## [Directives]
1. Using the snowblower thread, mark each statement (a), (b), (c) yes or no, quoting the deciding words of the thread. (a) RedOctobyr describes the auger as plastic. (b) RedOctobyr says the machine has a spring-loaded plastic scraper bar. (c) cranman says this is the first one he has ever seen.
2. In the snowblower thread, where on the auger does RedOctobyr say the rubber paddle is?

____ Provided text

# Contractor uses the 724 QXE in deep snow



## carterlake (Sep 10, 2018)




----------



## tdipaul (Jul 11, 2015)

.
for the light stuff there is nothing faster

.


----------



## cranman (Jan 23, 2016)

first I've ever seen .....great for a single stage...very impressive.


----------



## micah68kj (Oct 8, 2011)

tdipaul said:


> .
> for the light stuff there is nothing faster
> 
> .


*Light stuff???* Did you watch him moving all that EOD?:surprise:


----------



## vinnycom (Nov 6, 2017)

single stage, snow cleared right down to the pavement and was able to handle the chunky iced up eod, sweet


----------



## RedOctobyr (Mar 2, 2014)

That is very cool. It did an impressive job, even at the EOD. He was taking narrower cuts for the EOD, but that's very reasonable, and it *was* handling it, which is the important parts. 

From pics on Toro's site, the setup looks a bit different than a typical SS. The auger is steel, and seems to only have a rubber paddle at the center. So I assume that it's not really clearing down to the pavement the same way that a SS usually would, since most of the auger can't be allowed to touch the ground. But, it has a spring-loaded plastic scraper bar, which should help minimize leaving a film of snow behind. 

I'd expect the spring-loaded scraper bar would probably be pretty effective for untouched snow, like this. If you've driven over it, and packed the snow down, I'd imagine the scraper bar would be more likely to ride up over the packed snow, but I'm just guessing. 

I sure wouldn't mind adding an 824 QXE to my collection  It would probably make a really nice single-machine setup. Though a SS and a 2-stage still seems like a nice combination. Of course it does require more space and maintenance. 

https://www.toro.com/snowmaster


----------



## tdipaul (Jul 11, 2015)

.

________
____ Items

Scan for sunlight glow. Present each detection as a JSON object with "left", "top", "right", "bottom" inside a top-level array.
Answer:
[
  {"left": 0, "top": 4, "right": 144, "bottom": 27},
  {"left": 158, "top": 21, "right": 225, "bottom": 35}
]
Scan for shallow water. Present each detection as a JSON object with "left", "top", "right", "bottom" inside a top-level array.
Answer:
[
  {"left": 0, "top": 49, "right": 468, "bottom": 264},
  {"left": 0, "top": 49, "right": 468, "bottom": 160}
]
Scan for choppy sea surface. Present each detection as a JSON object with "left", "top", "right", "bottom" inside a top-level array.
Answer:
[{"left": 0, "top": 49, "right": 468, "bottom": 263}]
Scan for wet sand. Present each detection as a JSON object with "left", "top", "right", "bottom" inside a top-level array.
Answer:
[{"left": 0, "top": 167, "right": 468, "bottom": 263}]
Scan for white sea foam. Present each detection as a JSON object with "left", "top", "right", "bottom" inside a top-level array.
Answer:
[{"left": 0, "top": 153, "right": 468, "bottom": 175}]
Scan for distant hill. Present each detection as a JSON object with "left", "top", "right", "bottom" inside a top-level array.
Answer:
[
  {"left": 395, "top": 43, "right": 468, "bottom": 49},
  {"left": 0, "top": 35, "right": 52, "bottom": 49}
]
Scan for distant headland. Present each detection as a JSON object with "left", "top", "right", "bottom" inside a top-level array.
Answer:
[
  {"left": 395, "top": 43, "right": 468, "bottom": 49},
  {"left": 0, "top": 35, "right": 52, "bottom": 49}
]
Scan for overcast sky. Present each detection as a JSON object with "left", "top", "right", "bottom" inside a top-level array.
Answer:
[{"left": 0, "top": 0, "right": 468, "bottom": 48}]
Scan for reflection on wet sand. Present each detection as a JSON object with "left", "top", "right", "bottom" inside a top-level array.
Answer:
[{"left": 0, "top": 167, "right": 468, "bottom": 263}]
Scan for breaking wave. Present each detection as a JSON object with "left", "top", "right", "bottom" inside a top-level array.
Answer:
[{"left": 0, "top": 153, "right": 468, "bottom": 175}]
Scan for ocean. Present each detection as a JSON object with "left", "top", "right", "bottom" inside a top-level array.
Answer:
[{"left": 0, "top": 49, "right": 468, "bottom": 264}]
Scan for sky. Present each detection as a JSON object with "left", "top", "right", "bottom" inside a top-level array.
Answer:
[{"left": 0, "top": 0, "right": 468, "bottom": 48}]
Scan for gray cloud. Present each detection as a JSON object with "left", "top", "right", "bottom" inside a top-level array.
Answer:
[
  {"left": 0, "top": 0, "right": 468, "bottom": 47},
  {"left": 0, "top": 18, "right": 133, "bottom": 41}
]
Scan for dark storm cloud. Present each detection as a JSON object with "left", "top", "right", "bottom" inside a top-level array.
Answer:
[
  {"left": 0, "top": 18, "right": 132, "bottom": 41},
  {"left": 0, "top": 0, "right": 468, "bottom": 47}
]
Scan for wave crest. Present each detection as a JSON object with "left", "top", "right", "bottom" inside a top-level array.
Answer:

________

## [The solutions]
1. (a) No: "The auger is steel." (b) Yes: "it has a spring-loaded plastic scraper bar." (c) Yes: "first I've ever seen."

2. Only at the center of the auger.